◆ **The exercise**:
Could you write out the material again, starting at the line "Target: vine stem" and ending with the last line of the material, switching "sample" to "example" and leaving everything else unchanged?

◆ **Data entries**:
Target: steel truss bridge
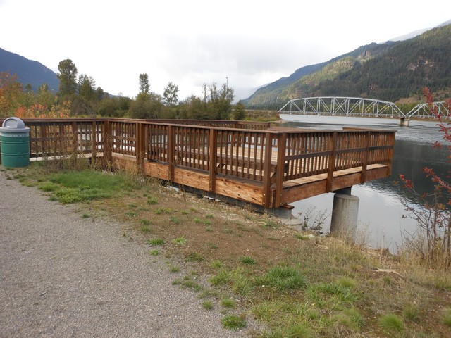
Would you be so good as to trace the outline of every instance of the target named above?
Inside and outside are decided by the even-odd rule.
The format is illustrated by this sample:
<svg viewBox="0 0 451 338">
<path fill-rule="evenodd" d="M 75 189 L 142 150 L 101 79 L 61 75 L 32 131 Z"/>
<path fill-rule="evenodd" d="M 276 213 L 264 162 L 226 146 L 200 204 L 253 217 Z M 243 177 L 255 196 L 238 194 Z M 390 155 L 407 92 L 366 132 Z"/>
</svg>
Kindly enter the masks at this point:
<svg viewBox="0 0 451 338">
<path fill-rule="evenodd" d="M 443 120 L 451 120 L 451 111 L 445 102 L 434 102 L 433 108 Z M 289 101 L 279 110 L 280 114 L 323 115 L 376 118 L 436 118 L 428 104 L 419 104 L 404 113 L 393 102 L 360 97 L 306 97 Z"/>
</svg>

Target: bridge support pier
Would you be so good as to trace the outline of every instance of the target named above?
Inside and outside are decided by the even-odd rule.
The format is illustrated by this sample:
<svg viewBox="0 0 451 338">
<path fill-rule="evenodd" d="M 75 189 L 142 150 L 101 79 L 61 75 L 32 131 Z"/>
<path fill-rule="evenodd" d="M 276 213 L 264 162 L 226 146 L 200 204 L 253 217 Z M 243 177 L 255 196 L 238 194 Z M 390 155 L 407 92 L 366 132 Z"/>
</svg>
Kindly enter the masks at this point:
<svg viewBox="0 0 451 338">
<path fill-rule="evenodd" d="M 409 118 L 400 118 L 400 125 L 401 127 L 409 127 L 409 121 L 410 121 Z"/>
<path fill-rule="evenodd" d="M 357 229 L 359 214 L 359 197 L 347 192 L 335 194 L 333 196 L 330 234 L 335 237 L 353 242 Z"/>
</svg>

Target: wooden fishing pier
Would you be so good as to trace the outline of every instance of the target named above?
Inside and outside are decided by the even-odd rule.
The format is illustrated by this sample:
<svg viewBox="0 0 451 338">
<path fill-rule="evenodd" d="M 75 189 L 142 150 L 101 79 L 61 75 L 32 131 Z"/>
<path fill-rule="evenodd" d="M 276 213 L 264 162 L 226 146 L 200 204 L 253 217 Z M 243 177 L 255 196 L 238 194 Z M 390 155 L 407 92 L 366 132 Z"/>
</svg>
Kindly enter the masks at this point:
<svg viewBox="0 0 451 338">
<path fill-rule="evenodd" d="M 267 209 L 389 176 L 395 144 L 393 131 L 288 130 L 266 123 L 23 121 L 32 158 L 82 155 Z"/>
</svg>

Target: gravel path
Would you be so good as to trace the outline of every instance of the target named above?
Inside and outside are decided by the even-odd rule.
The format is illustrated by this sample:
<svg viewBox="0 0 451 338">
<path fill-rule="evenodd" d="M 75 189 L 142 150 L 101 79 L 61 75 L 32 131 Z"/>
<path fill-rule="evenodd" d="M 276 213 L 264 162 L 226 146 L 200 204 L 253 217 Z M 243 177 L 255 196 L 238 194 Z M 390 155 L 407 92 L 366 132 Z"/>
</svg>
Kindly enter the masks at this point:
<svg viewBox="0 0 451 338">
<path fill-rule="evenodd" d="M 229 337 L 121 225 L 0 173 L 0 337 Z M 156 262 L 155 262 L 156 260 Z M 249 326 L 249 325 L 248 325 Z M 247 330 L 249 330 L 249 328 Z"/>
</svg>

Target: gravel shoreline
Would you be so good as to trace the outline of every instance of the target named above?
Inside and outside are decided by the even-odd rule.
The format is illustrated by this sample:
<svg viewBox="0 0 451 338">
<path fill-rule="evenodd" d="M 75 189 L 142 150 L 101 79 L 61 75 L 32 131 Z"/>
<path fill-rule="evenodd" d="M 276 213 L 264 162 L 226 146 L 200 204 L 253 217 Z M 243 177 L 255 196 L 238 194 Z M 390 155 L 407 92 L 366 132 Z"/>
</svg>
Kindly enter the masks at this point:
<svg viewBox="0 0 451 338">
<path fill-rule="evenodd" d="M 107 218 L 0 173 L 0 337 L 247 337 Z"/>
</svg>

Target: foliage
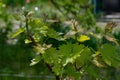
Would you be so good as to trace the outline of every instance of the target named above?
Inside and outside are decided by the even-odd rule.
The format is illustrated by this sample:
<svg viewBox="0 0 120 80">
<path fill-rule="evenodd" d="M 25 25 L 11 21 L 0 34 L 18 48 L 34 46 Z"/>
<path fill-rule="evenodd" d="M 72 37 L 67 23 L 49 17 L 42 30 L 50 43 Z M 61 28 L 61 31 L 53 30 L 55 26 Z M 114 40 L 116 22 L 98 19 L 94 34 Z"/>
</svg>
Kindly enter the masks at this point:
<svg viewBox="0 0 120 80">
<path fill-rule="evenodd" d="M 48 1 L 43 0 L 45 3 Z M 52 16 L 46 12 L 39 19 L 28 10 L 23 11 L 23 16 L 16 16 L 21 18 L 18 20 L 22 26 L 13 31 L 11 37 L 22 38 L 16 44 L 25 43 L 30 50 L 25 51 L 34 53 L 30 66 L 40 64 L 39 67 L 49 70 L 56 80 L 117 80 L 120 42 L 119 31 L 114 31 L 115 23 L 107 23 L 104 29 L 96 26 L 88 0 L 64 0 L 64 3 L 50 0 L 49 4 L 54 6 Z M 66 20 L 69 24 L 65 24 Z"/>
</svg>

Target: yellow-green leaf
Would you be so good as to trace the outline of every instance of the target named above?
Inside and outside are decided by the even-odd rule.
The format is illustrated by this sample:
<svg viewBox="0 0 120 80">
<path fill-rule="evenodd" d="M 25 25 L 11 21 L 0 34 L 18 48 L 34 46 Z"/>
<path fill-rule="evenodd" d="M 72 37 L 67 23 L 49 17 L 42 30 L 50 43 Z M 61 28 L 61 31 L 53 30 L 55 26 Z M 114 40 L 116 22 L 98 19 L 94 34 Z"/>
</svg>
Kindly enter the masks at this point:
<svg viewBox="0 0 120 80">
<path fill-rule="evenodd" d="M 18 29 L 18 31 L 17 31 L 16 33 L 14 33 L 14 34 L 11 36 L 11 38 L 17 37 L 18 35 L 20 35 L 21 33 L 23 33 L 24 30 L 25 30 L 25 28 L 20 28 L 20 29 Z"/>
<path fill-rule="evenodd" d="M 32 42 L 31 40 L 25 39 L 25 44 L 29 44 L 29 43 L 31 43 L 31 42 Z"/>
<path fill-rule="evenodd" d="M 87 40 L 90 40 L 90 37 L 88 37 L 88 36 L 86 36 L 86 35 L 80 35 L 80 36 L 77 38 L 77 40 L 78 40 L 79 42 L 85 42 L 85 41 L 87 41 Z"/>
</svg>

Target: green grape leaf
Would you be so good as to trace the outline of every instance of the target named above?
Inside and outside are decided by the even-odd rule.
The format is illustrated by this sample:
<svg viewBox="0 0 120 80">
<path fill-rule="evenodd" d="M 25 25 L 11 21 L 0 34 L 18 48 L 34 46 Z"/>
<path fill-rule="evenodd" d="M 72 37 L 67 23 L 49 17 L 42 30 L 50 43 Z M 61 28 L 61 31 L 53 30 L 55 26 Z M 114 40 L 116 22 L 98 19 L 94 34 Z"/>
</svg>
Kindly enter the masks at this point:
<svg viewBox="0 0 120 80">
<path fill-rule="evenodd" d="M 18 31 L 11 36 L 11 38 L 17 37 L 18 35 L 20 35 L 24 31 L 25 31 L 25 28 L 19 28 Z"/>
<path fill-rule="evenodd" d="M 83 45 L 65 44 L 59 47 L 59 54 L 62 56 L 62 64 L 66 66 L 68 63 L 74 63 L 76 58 L 80 56 L 84 49 Z"/>
<path fill-rule="evenodd" d="M 46 63 L 54 64 L 56 61 L 59 61 L 59 54 L 55 48 L 49 48 L 46 50 L 45 54 L 43 54 L 43 58 Z"/>
<path fill-rule="evenodd" d="M 84 48 L 84 51 L 82 51 L 80 56 L 76 59 L 76 65 L 80 67 L 87 64 L 91 60 L 91 55 L 92 52 L 90 51 L 90 49 L 87 47 Z"/>
<path fill-rule="evenodd" d="M 58 32 L 56 32 L 54 29 L 48 29 L 47 35 L 50 38 L 54 38 L 54 39 L 57 39 L 57 40 L 63 40 L 63 38 L 60 36 L 60 34 Z"/>
<path fill-rule="evenodd" d="M 77 40 L 78 40 L 79 42 L 85 42 L 85 41 L 87 41 L 87 40 L 90 40 L 90 38 L 89 38 L 88 36 L 86 36 L 86 35 L 80 35 L 80 36 L 77 38 Z"/>
<path fill-rule="evenodd" d="M 100 51 L 102 58 L 107 65 L 113 67 L 120 66 L 120 55 L 117 54 L 115 46 L 104 44 Z"/>
<path fill-rule="evenodd" d="M 37 55 L 34 59 L 31 60 L 30 66 L 36 65 L 41 60 L 42 60 L 42 57 L 40 55 Z"/>
</svg>

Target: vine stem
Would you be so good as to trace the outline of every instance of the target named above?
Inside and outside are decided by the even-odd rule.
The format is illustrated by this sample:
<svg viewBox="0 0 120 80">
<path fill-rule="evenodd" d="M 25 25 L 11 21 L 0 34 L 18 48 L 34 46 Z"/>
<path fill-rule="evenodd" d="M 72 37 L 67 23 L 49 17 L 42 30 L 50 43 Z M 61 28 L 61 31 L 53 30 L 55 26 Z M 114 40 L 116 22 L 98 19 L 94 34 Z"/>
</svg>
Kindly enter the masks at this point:
<svg viewBox="0 0 120 80">
<path fill-rule="evenodd" d="M 77 27 L 76 27 L 77 21 L 73 20 L 72 23 L 73 23 L 74 30 L 75 30 L 75 32 L 76 32 L 76 33 L 75 33 L 75 40 L 77 40 L 77 37 L 78 37 L 78 29 L 77 29 Z"/>
</svg>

◆ **Correct answer**:
Target: vine stem
Would you be so good as to trace the outline of every instance of the target named above?
Inside and outside are decided by the even-odd rule.
The format is illustrated by this example:
<svg viewBox="0 0 120 80">
<path fill-rule="evenodd" d="M 25 25 L 11 21 L 0 34 L 18 48 L 34 46 Z"/>
<path fill-rule="evenodd" d="M 72 37 L 67 23 L 49 17 L 42 30 L 50 43 Z M 61 28 L 61 31 L 53 30 L 55 26 Z M 114 40 L 116 22 L 98 19 L 94 34 Z"/>
</svg>
Kindly enter the masks at this point:
<svg viewBox="0 0 120 80">
<path fill-rule="evenodd" d="M 77 27 L 76 27 L 77 21 L 73 20 L 72 23 L 73 23 L 74 30 L 75 30 L 75 32 L 76 32 L 76 33 L 75 33 L 75 40 L 77 40 L 77 37 L 78 37 L 78 29 L 77 29 Z"/>
</svg>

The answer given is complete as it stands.